* Provided text
▬▬▬

The document was forwarded to a campaign attorney, who contacted state election officials about the flier and also scanned it into a computer as an electronic file to share with other campaign staff.
State election officials, in turn, contacted State Police to investigate the situation.
Around the same time, the flier began making the rounds, going viral in the online community.
When word of the flier broke early last week, state officials said the document had “circulated” in several Hampton Roads localities, including Hampton, Newport News, Norfolk and Virginia Beach.
That characterization, Geller now says, was not entirely accurate.
“It was in no way physically circulating,” she said. “The way it circulated by the Internet was via one of the campaign’s attorneys who scanned it and forwarded it to some folks. That’s how it circulated.”
Virginia officials, for obvious reasons, did not press charges against the jokester, who never intended the flier actually to be shown to any voters or to mislead anybody. Nor, of course, did the press charges against the Obama attorneys who actually “distributed” it in the course of looking into whether it actually was a plot to mislead voters (which it wasn’t).
Failure to use the Justice Department to file charges in that case hardly qualifies as a “flagrant” abandonment of constitutional duty.
As for the other five matters listed by Rep. Sherman, I am told the allegations are almost equally as thin as the Hampton Roads case. I am reliably told — and several sources formerly involved in civil rights matters at DoJ say their second-hand memory of the cases tracks the report I am getting — that none of the cases turned out to be legitimate enough examples of voter intimidation or fraud for the career attorneys involved to even bother filing what is known as a “J Memo” on them. The “J” stands for “Justification.” A J Memo is a rather preliminary step in the investigative process, advising superiors about whether or not any laws actually appear to have been violated. Absence of a J Memo is a sign that even the career “line attorneys” — some of whom were decidedly to the left, even during the Bush administration — found so little real substance to the allegations that they required no more inquiry.

▬▬▬

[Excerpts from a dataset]
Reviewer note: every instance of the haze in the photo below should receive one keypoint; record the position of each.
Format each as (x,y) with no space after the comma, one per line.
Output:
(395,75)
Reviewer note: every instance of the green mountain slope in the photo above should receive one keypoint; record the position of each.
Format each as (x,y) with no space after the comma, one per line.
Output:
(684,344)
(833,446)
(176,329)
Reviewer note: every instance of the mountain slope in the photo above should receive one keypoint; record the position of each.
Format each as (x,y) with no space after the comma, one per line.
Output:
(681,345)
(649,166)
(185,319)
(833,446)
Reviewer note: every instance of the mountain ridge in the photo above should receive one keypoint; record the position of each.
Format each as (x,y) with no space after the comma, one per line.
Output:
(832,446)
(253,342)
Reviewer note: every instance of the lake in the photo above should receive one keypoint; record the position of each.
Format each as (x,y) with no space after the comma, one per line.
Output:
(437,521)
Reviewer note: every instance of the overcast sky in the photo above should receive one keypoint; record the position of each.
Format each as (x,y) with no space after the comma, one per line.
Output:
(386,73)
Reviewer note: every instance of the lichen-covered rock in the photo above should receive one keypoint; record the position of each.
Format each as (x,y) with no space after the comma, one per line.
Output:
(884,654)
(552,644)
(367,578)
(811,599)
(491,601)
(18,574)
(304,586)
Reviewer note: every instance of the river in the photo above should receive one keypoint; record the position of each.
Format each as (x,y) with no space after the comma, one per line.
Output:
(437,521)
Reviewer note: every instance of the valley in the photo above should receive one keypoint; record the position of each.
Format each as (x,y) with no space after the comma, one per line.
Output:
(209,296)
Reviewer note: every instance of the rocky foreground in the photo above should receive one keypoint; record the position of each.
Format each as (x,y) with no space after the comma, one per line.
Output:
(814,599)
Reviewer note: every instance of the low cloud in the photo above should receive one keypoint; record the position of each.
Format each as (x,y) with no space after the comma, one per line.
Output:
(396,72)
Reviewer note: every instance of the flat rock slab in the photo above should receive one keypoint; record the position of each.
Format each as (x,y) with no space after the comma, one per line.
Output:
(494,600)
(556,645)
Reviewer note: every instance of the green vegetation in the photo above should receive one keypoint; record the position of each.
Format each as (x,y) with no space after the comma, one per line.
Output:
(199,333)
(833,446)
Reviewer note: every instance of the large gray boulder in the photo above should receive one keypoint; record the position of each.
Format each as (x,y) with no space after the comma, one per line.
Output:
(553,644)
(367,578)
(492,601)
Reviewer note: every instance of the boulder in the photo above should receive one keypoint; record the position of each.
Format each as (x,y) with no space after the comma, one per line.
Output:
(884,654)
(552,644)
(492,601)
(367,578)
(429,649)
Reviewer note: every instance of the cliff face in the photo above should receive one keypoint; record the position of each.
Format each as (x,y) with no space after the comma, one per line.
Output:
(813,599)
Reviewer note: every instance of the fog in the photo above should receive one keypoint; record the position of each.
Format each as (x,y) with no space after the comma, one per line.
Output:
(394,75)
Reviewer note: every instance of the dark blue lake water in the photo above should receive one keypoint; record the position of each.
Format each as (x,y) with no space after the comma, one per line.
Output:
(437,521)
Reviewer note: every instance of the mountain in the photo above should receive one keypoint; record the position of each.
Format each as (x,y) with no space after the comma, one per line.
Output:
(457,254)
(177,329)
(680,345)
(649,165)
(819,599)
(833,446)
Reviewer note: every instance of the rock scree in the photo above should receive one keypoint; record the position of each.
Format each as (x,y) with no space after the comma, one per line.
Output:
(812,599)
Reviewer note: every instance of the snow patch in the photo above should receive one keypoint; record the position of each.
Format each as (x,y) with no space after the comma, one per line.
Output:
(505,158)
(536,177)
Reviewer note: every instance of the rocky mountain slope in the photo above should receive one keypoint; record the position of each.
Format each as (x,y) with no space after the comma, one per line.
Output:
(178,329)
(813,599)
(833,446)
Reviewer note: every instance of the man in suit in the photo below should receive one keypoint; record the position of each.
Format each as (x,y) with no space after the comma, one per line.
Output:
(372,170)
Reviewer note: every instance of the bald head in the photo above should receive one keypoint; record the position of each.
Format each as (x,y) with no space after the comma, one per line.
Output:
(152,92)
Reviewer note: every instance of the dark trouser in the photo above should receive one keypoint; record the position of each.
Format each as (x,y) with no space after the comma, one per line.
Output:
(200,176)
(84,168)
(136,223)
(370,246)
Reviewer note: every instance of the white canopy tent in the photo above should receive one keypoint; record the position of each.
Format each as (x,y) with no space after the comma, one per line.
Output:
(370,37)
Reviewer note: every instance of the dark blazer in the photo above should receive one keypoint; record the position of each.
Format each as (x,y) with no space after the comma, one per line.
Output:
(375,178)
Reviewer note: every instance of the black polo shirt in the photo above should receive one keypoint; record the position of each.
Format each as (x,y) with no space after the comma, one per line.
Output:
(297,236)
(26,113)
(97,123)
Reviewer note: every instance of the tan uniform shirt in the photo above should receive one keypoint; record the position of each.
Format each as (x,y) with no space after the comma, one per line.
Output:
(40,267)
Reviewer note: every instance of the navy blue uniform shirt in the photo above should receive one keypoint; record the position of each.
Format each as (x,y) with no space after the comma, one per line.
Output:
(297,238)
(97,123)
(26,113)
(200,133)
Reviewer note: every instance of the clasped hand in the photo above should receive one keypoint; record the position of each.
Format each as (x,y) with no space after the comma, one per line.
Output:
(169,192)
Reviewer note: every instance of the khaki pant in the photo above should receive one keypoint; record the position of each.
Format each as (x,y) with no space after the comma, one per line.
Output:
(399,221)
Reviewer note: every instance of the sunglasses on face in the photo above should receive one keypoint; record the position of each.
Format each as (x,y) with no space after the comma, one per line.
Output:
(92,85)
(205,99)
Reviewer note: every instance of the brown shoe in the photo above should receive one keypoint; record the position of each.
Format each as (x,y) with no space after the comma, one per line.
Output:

▬▬▬

* Description of the task
Continue the article about the Hampton Roads election flier and the Justice Department's handling of the voter complaints, picking up after its final sentence.

* Response
(NOTE: I am still trying to find somebody with absolutely definitive knowledge about whether J Memos were written on these cases, but due diligence so far makes me quite confident the information above is correct. Two hours ago I e-mailed DoJ spokesman Tracy Schmaler a “yes or no” question on the matter, but have not heard back. If and when I do, I will post an update here.)
For one example of why no J Memo would have been written, consider the Arizona case cited by Rep. Sherman involving an anti-immigration Minuteman allegedly packing heat near a polling place. This case received widespread attention when it occurred. But no charges were filed— this is what I’m told, which matches my memory; I will update this report if I find out otherwise — because A) the man involved had a permit to carry his weapon; B) he reportedly never came within 150 feet of the polls; C) he never directly interacted with would-be voters and D) he never brandished his weapon, which remained holstered the whole time. Again, look here at the Water Cooler for any updates on this case from Pima, Arizona.
If these six cases cited by Rep. Sherman were not even serious enough to pass preliminary review by line attorneys, they hardly rise to the level of the Black Panther case, which already was effectively WON by DoJ before the Obama appointees stepped in at the last minute and pulled the plug on the case. Forget apples and oranges; the Panther case is the size of a pumpkin whereas the other cases were sickly plants that bore no fruit at all.